STATED GOAL.
Gather every line of the records below that contains the word "gazebo", and copy each one. Case counts.
%%
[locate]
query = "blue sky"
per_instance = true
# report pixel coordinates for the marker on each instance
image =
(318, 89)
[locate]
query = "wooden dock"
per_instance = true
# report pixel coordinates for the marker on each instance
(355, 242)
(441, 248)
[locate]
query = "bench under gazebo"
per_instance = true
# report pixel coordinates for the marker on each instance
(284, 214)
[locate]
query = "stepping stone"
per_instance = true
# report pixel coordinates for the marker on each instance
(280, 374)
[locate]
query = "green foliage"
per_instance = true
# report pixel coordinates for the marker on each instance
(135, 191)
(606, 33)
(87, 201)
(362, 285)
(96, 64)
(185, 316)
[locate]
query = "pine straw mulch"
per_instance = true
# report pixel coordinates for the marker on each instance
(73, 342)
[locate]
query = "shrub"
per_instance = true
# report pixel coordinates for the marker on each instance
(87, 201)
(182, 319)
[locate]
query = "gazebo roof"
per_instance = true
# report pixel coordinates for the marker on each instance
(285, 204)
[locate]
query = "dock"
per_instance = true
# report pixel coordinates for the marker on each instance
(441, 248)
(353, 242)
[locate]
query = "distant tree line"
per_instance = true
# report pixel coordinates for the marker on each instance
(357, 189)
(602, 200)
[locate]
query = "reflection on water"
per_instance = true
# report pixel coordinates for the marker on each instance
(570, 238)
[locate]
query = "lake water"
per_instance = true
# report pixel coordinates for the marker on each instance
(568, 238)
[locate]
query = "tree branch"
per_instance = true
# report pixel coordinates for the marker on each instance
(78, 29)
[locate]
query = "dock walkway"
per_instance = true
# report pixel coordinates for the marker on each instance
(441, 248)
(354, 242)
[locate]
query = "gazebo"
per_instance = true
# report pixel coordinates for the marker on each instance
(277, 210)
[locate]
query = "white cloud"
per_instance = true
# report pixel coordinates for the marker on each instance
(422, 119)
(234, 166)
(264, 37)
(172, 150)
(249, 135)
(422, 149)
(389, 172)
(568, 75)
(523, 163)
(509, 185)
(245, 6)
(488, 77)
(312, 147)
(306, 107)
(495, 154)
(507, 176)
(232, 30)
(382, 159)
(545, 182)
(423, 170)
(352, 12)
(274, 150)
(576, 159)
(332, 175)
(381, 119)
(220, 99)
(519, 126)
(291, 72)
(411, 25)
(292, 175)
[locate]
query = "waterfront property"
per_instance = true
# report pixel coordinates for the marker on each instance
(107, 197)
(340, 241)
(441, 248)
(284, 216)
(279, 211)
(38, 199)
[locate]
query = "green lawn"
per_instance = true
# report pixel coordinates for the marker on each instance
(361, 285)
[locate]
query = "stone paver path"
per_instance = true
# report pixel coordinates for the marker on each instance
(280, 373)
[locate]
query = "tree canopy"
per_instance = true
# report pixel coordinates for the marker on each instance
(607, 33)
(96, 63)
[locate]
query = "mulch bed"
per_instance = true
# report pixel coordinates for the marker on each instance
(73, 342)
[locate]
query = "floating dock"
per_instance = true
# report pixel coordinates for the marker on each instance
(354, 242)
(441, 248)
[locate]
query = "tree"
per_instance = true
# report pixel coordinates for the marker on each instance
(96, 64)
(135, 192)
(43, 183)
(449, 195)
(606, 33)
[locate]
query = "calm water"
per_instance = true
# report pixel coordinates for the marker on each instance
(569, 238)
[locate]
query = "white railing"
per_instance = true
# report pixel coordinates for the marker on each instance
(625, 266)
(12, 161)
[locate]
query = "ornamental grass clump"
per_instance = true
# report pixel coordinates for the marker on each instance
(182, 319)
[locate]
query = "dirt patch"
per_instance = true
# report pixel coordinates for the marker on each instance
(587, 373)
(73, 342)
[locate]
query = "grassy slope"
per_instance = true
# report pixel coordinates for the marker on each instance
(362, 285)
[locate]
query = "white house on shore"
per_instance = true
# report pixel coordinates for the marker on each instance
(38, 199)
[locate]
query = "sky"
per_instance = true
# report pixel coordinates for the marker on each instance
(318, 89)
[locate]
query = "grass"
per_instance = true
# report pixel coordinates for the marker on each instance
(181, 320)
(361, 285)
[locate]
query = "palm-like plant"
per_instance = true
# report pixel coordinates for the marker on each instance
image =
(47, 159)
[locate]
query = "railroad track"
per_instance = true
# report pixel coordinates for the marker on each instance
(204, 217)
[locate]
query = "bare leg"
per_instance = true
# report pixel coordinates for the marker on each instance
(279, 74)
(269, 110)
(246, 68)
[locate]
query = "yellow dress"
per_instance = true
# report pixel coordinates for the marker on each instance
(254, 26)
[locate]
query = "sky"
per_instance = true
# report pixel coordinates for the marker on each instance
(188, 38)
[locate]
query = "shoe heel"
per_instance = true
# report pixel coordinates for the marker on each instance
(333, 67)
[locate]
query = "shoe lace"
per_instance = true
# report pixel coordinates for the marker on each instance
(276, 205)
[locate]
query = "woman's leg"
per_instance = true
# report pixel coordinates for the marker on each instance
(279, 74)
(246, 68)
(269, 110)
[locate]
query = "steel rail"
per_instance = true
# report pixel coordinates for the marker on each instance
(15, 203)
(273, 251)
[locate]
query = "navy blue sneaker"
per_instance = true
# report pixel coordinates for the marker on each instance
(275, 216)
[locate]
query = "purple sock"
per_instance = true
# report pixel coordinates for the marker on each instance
%%
TASK ANSWER.
query = "bench under gazebo"
query = "gazebo roof"
query = "gazebo"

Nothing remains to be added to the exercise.